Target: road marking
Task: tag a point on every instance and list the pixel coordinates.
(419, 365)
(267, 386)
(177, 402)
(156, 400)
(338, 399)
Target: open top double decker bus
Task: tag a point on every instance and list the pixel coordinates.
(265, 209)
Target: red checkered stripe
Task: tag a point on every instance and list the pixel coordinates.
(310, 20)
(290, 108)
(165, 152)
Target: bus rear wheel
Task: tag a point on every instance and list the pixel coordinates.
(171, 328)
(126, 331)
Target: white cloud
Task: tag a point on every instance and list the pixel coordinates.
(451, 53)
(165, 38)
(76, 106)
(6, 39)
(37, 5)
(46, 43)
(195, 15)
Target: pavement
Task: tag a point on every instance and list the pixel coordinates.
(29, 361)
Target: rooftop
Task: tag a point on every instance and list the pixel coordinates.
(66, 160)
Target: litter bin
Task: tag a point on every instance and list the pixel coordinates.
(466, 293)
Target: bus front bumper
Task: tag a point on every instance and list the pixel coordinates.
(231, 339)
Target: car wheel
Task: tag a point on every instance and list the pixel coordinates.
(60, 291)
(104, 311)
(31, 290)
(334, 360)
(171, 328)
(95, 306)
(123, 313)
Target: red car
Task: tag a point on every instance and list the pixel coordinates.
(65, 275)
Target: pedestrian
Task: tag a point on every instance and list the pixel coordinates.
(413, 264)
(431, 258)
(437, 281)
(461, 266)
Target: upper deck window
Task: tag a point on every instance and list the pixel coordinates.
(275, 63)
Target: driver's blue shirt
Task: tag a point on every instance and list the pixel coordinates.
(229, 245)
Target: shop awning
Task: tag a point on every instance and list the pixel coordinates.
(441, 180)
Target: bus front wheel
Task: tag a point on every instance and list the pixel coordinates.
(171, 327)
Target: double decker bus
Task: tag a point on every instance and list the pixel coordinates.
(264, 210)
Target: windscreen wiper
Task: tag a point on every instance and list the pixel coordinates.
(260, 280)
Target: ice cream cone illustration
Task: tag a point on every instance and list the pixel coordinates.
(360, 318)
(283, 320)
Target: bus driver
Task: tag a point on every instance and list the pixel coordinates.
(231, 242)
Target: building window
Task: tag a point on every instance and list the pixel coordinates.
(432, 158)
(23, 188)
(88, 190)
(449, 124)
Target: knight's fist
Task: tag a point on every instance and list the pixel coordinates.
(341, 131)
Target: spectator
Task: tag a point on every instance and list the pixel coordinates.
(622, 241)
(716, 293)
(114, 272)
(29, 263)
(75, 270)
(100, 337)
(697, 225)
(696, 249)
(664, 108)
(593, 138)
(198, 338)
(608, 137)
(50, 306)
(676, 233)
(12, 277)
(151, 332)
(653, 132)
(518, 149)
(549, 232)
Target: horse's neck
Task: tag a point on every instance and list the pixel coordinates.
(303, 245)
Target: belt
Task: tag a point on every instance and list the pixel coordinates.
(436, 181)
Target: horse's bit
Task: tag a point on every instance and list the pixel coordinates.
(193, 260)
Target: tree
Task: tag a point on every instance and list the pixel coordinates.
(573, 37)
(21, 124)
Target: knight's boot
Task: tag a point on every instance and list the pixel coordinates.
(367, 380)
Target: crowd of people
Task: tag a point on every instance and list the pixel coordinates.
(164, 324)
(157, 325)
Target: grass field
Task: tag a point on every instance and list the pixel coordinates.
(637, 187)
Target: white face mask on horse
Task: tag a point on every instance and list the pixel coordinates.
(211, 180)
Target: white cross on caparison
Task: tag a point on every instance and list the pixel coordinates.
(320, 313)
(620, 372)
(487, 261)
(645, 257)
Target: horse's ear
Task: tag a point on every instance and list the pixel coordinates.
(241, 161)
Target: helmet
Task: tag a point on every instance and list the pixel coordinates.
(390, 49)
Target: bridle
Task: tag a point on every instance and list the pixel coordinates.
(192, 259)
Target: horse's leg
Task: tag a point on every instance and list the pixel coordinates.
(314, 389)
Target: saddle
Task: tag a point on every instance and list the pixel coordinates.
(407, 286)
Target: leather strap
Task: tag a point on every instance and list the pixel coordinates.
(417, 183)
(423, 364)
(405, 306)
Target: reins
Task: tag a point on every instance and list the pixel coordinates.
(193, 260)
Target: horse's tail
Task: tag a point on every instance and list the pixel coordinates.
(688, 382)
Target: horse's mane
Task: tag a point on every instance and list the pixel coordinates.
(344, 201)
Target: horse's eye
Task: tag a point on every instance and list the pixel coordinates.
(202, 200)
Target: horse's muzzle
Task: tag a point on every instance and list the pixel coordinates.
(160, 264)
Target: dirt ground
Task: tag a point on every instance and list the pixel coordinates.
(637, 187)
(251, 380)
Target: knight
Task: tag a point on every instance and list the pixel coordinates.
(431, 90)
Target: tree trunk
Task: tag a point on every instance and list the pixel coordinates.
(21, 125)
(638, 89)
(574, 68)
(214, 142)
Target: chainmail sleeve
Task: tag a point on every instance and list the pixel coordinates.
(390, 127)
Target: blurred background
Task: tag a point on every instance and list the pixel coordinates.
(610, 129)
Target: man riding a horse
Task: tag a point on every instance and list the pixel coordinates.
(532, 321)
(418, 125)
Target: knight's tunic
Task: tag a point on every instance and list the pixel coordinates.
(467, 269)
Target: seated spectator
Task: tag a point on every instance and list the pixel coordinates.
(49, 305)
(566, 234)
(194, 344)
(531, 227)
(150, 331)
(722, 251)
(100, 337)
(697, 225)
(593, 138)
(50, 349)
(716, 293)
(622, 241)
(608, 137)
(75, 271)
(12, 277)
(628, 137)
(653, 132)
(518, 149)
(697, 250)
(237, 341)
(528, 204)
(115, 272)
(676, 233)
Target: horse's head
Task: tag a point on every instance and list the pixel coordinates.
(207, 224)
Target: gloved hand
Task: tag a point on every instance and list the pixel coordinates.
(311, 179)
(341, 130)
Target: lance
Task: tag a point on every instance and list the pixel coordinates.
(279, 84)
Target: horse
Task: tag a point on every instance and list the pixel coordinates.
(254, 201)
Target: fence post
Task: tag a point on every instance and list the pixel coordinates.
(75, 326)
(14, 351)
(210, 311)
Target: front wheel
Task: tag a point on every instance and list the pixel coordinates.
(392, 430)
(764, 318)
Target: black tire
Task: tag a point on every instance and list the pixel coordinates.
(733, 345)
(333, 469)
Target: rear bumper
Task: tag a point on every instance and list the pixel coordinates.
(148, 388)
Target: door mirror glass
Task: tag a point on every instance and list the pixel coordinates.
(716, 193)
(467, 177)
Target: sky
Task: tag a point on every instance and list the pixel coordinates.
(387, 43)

# TASK STATEMENT:
Please output the lines of the listing above that fall in the stretch from the one with "Target: open top double decker bus" through the one with "Target: rooftop", exactly and only those.

# ANSWER BOX:
Target: open top double decker bus
Task: tag a point on every instance and list the pixel coordinates.
(265, 209)
Target: red checkered stripe
Task: tag a point on every instance and list the pixel coordinates.
(310, 20)
(290, 108)
(165, 152)
Target: bus rear wheel
Task: tag a point on every instance and list the pixel coordinates.
(171, 328)
(126, 331)
Target: white cloud
Task: tag a point on every instance and list the pixel coordinates.
(451, 53)
(165, 38)
(76, 106)
(6, 39)
(37, 5)
(46, 43)
(195, 15)
Target: pavement
Task: tag a point on every instance and list the pixel coordinates.
(29, 361)
Target: rooftop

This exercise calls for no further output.